◆ **Exercise goal**
Show every line of the records below that contains the word "garlic".

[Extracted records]

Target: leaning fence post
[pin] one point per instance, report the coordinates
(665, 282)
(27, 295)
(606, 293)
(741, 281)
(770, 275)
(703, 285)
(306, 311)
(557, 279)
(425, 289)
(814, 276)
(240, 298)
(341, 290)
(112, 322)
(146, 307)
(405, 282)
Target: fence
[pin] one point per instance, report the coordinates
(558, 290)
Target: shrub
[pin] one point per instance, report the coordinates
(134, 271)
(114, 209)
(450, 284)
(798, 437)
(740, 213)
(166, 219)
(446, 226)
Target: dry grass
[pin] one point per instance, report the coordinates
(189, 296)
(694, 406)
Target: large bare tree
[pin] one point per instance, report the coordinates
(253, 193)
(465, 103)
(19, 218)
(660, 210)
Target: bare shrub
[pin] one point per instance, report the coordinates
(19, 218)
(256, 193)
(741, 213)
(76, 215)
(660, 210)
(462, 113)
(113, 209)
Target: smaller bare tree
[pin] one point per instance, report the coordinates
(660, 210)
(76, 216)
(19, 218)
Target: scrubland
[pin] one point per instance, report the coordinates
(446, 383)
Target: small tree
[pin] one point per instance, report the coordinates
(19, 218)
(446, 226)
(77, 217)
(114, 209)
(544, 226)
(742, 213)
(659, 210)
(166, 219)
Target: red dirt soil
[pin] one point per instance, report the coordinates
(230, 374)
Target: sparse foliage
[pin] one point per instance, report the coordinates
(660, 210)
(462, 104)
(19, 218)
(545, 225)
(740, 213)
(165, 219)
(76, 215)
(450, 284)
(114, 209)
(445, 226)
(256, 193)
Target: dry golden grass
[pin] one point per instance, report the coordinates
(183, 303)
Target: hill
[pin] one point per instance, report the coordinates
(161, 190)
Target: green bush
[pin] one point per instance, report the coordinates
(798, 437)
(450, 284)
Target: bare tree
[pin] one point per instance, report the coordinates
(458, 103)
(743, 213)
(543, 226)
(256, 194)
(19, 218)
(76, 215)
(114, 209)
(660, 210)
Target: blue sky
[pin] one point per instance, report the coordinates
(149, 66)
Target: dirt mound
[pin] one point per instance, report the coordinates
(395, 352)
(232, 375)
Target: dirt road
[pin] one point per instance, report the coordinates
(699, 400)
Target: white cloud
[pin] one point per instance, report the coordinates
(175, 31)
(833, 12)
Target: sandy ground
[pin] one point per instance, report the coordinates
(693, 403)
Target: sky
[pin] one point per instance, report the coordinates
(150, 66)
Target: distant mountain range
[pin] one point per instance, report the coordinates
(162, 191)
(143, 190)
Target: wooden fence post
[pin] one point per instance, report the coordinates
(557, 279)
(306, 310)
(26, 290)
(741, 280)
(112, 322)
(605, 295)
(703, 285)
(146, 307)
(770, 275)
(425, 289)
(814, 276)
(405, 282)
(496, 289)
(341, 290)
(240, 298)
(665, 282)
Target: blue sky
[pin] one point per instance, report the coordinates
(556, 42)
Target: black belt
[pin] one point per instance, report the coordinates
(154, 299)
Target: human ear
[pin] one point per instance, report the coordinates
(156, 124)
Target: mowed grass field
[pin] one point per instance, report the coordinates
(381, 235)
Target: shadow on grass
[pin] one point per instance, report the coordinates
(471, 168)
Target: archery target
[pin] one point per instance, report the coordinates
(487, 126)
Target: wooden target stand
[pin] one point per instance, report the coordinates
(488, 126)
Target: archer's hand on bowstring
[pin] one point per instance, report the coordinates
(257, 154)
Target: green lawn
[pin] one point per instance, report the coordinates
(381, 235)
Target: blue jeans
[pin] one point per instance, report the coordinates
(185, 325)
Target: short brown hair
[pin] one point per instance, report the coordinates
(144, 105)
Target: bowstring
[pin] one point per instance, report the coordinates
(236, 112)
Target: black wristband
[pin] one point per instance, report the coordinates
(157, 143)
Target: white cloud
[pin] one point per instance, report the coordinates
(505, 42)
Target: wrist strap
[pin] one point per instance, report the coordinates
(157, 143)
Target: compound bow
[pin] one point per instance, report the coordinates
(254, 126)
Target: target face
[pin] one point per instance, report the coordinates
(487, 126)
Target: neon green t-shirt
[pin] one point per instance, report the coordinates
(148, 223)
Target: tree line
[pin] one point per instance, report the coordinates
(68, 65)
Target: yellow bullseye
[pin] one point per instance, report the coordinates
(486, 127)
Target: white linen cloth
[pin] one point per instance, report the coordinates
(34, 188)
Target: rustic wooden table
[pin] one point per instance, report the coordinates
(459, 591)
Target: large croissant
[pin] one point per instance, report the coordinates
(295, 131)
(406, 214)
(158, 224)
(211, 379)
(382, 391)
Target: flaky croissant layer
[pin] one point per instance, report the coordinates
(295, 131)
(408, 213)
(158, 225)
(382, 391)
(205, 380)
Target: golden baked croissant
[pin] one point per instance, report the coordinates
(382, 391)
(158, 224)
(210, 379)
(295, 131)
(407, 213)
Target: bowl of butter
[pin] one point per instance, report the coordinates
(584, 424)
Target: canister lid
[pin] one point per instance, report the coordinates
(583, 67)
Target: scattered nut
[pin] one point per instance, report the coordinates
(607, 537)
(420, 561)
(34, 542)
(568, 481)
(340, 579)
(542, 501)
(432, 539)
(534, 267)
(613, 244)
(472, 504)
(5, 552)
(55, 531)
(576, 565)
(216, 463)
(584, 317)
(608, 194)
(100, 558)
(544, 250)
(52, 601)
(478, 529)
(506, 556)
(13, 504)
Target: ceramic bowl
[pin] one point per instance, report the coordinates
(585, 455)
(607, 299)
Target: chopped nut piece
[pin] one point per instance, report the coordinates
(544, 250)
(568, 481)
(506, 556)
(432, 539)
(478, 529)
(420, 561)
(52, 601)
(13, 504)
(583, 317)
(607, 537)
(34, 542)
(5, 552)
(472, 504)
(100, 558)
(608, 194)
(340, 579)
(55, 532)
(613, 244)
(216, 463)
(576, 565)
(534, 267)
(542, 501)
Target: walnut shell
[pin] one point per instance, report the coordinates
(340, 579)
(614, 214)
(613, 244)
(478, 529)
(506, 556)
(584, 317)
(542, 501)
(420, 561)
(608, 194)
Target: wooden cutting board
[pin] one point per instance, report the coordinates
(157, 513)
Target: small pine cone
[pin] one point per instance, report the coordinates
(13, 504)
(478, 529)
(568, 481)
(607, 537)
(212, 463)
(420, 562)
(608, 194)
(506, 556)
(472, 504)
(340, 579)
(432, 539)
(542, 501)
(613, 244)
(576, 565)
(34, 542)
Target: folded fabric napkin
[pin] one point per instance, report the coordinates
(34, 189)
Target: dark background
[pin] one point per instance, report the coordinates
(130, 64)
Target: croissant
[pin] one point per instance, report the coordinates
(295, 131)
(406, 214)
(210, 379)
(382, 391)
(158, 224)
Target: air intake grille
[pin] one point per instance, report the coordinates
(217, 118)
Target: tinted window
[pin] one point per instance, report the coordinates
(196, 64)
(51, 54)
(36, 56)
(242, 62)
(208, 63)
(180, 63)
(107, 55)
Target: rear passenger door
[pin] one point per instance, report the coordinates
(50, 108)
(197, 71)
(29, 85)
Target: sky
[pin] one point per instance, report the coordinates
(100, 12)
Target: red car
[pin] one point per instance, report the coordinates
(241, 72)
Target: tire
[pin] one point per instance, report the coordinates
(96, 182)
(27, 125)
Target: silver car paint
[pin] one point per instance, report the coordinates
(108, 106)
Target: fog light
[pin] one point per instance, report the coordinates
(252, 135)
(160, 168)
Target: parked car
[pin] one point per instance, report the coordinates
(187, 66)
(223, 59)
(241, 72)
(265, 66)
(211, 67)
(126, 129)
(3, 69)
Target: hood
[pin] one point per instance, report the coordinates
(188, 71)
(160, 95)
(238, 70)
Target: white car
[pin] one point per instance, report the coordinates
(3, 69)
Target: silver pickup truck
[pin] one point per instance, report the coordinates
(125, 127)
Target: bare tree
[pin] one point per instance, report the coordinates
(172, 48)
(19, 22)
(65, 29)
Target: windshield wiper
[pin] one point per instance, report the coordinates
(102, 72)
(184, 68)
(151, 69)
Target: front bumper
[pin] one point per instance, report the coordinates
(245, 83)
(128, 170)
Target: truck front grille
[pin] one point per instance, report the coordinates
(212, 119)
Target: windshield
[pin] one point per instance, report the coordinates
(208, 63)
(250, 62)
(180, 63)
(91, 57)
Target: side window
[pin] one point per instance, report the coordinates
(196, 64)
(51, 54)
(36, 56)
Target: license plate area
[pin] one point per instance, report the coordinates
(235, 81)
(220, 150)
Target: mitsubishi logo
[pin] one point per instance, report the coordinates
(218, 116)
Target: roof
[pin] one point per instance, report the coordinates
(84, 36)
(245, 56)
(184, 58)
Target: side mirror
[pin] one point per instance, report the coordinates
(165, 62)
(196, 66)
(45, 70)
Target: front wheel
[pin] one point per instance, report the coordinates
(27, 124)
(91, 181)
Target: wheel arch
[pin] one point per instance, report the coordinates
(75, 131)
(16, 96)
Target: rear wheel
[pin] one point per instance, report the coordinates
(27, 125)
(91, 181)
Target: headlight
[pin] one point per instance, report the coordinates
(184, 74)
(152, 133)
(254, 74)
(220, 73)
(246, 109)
...
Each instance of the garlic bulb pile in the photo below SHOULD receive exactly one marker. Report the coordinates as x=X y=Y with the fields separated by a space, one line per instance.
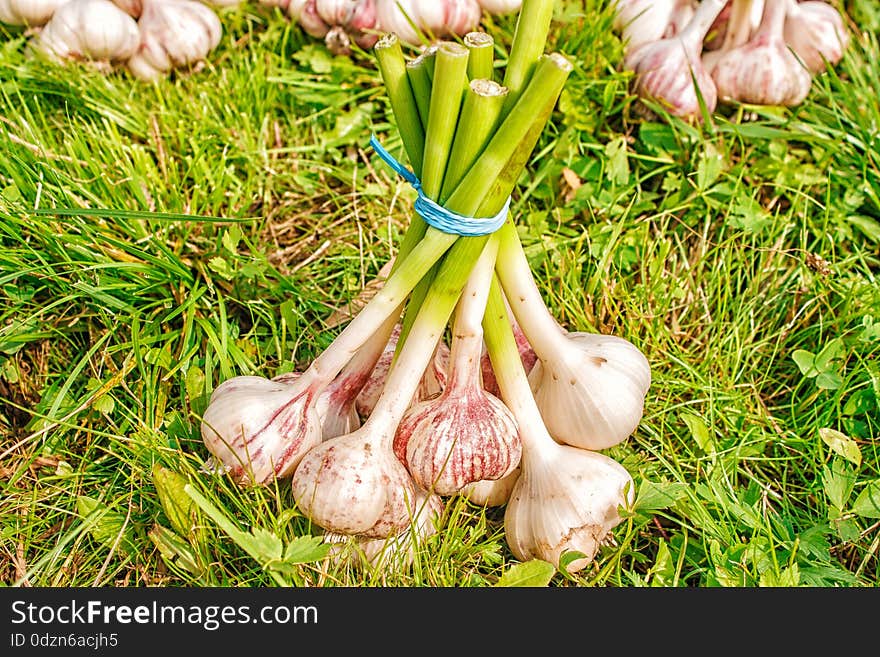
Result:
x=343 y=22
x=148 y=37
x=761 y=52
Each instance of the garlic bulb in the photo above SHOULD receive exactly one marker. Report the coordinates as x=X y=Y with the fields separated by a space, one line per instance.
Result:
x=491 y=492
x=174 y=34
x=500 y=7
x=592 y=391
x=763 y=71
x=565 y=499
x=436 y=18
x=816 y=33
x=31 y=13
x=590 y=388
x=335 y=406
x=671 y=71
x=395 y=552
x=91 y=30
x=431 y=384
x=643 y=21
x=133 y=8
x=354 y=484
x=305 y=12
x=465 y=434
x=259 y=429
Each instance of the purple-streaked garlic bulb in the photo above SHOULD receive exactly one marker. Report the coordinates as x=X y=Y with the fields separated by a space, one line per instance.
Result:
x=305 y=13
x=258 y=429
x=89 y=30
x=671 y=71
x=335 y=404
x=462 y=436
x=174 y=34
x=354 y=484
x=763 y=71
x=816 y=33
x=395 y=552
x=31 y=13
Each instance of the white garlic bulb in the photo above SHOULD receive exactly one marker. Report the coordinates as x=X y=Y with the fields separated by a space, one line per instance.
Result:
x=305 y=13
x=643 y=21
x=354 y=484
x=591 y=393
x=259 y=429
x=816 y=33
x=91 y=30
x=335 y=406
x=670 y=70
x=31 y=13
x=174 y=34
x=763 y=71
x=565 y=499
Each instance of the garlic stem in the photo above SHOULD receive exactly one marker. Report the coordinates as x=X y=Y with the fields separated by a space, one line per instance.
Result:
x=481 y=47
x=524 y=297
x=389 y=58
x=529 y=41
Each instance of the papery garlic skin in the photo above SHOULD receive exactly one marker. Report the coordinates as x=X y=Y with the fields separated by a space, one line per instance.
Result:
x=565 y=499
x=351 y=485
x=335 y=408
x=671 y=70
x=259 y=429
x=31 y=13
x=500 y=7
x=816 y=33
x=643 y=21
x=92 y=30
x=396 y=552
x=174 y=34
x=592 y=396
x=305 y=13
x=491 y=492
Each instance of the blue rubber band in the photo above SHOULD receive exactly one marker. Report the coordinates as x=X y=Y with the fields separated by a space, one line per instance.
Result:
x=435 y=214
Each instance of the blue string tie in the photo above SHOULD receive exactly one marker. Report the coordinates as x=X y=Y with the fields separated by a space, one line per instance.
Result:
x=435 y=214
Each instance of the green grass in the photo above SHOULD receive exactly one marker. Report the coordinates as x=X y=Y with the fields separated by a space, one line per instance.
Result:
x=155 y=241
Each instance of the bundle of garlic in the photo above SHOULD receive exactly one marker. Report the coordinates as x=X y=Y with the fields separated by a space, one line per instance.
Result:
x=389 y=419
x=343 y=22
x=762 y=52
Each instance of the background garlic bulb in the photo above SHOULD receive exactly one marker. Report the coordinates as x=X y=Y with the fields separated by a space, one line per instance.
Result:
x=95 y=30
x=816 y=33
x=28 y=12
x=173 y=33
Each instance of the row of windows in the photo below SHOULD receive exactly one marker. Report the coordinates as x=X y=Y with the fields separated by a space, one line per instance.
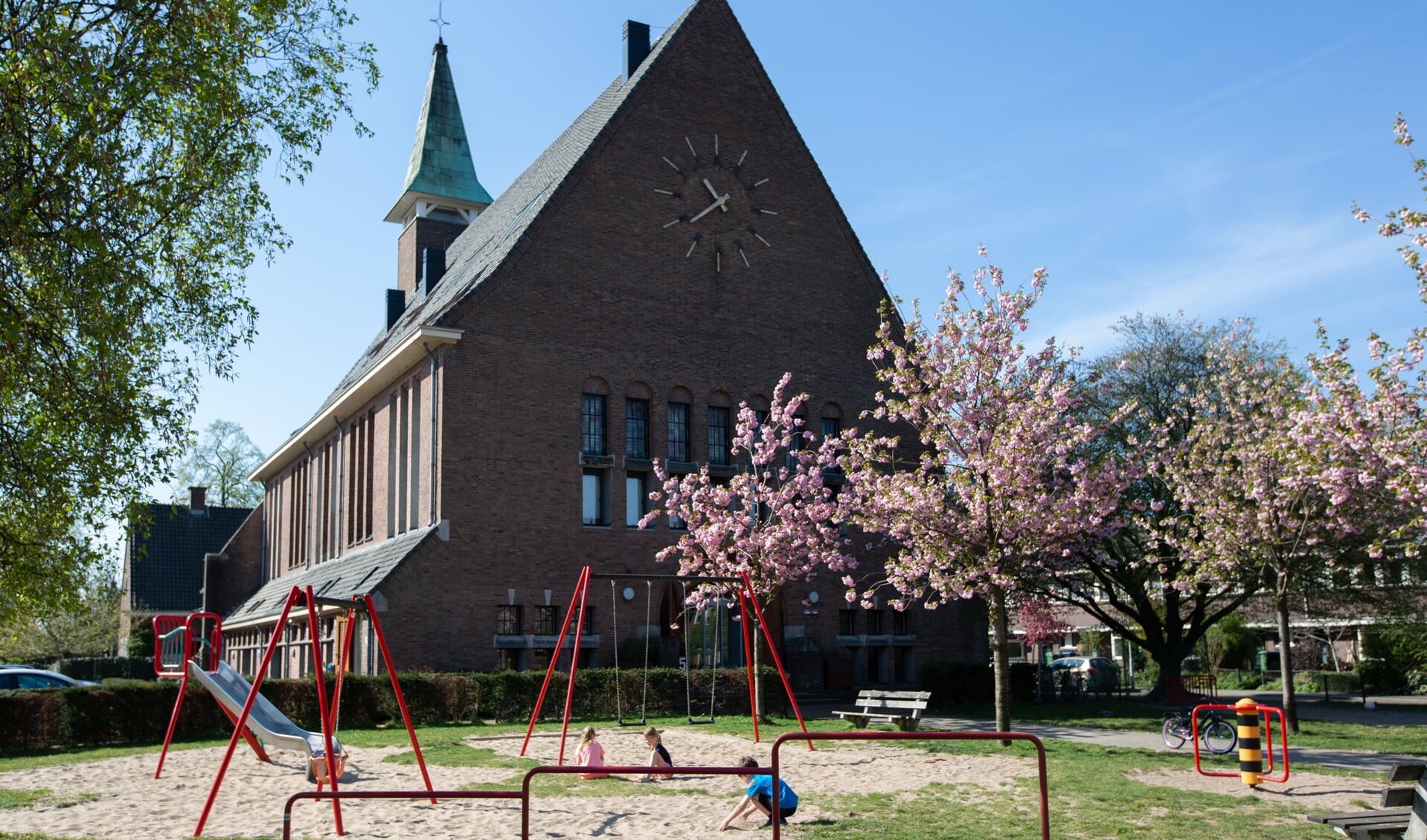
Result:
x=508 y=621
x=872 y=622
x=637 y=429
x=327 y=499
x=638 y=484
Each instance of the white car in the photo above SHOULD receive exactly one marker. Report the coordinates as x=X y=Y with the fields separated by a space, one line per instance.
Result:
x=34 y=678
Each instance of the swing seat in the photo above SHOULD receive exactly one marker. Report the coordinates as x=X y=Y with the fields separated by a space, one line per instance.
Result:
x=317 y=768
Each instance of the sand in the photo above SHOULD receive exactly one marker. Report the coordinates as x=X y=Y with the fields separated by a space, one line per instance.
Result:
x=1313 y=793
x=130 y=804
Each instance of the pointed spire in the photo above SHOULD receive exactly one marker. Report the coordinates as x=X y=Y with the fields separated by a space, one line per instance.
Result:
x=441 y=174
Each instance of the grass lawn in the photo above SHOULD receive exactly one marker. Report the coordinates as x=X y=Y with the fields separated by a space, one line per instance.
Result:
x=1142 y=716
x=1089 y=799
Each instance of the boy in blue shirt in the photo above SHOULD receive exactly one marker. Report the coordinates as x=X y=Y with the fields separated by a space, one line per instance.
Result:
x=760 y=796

◆ **Solution below**
Each instance of the garlic bulb pile in the photo below SHOULD receive exactly one marker. Report the coordinates as x=X y=Y with the fields separated by a space, one line per instance.
Each instance of the garlic bulb in the photo above SHOULD receive exactly one marker. Report the coordinates as x=X y=Y with the fields separated by a space, one line per instance.
Each instance of the purple-streaked garlic bulb in the photo above SHOULD receive exactly one marker. Report the coordinates as x=X y=Y with the fields separated by a space, one line per instance.
Each instance of the white garlic bulb in the photo above SHOULD receive exactly one marker. Report the coordinates as x=X y=Y with the fields separated by a space, one line per instance.
Each instance of the garlic stem in the photo above SHOULD receive exactly one marker. Report the coordinates as x=X y=Y with the fields separated by a space, one line per instance.
Each instance of the papery garlic skin in the photo above SHOULD receive exactly one marker. Report the coordinates as x=X y=Y with the fields separated by a space, one line per instance.
Each instance of the bundle of garlic in the photo above SHOULD receive exactly one marker. Report the coordinates as x=X y=Y with the fields separated by a space, one line per instance.
Each instance of the background garlic bulb in the photo above SHOULD receive exactly one marker. Report the coordinates as x=X y=Y with the fields separated by a space, one line per instance.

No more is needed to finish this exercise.